Dokumentauszug ->
________

Mehr Tempo bei der E-Mobilität und das wachsende Geschäft mit Kundendaten sollen bei Volkswagen die nächsten Jahre bestimmen.
Die Kernmarke von Europas größtem Autokonzern legte am Freitag eine neue Strategie bis 2030 vor. Darin geht es vor allem um den weiteren Ausbau der Elektroflotte unter dem Druck verschärfter Klimaziele. Anders als etwa Volvo, Jaguar, Ford oder General Motors haben die Wolfsburger aber noch kein festes Datum für einen Abschied vom Verbrenner genannt. Über Downloads zusätzlicher Funktionen und eine Erweiterung der Steuerungssoftware in den Fahrzeugen sollen VW-Nutzer schrittweise in ein digitales Netzwerk eingebunden werden.

________

Gespeicherte Zeilen ->
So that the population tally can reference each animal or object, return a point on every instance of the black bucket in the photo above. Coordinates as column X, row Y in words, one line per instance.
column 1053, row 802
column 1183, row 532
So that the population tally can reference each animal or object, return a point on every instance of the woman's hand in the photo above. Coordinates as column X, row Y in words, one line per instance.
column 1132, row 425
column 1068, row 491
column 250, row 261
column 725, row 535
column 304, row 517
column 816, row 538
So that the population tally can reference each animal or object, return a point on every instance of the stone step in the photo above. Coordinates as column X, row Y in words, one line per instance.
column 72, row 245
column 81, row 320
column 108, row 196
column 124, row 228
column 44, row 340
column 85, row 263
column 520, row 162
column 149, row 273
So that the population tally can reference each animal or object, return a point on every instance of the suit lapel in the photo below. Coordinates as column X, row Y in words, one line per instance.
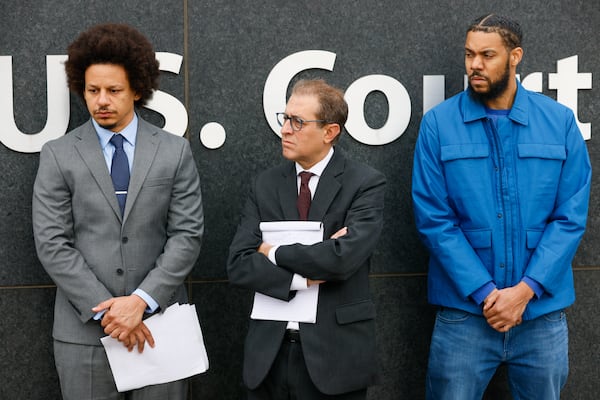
column 288, row 193
column 146, row 146
column 327, row 188
column 89, row 149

________

Führen Sie den Bericht über die VW-Strategie bis 2030 im Anschluss an seinen letzten Satz weiter.

Ergebnis ->
Der Hersteller will die beiden zentralen Themen Elektrifizierung und Digitalisierung stärker koppeln. In Europa sollen bis zum Ende des Jahrzehnts nun mindestens 70 Prozent der Verkäufe auf ausschließliche Stromer entfallen, wie VW-Chef Ralf Brandstätter ankündigte – eine Verdoppelung der bisher geplanten Absatzquote für batterieelektrische Modelle. Volkswagen hatte einen solchen Schritt bereits angedeutet.
Angesichts des EU-Ziels, den gesamten Treibhausgas-Ausstoß bis 2030 um wenigstens 55 Prozent gegenüber dem Niveau von 1990 zu senken, müssen etliche Autohersteller nacharbeiten. VW hatte die bestehenden Brüsseler Flottenziele im vergangenen Jahr knapp verfehlt, 2021 soll die Einhaltung jetzt dank weiterer E-Modelle klappen. Das Unternehmen lässt etliche Fahrzeuge zunächst auch als Firmenwagen oder über die eigenen Händler zu – was von der Umweltschutzorganisation Greenpeace als Schönung der CO2-Bilanz kritisiert wurde. In diesem Jahr soll die neue ID-Serie jedoch stärker in die Breite kommen. Global ist der VW-Konzern für etwa 1 Prozent aller CO2-Emissionen verantwortlich.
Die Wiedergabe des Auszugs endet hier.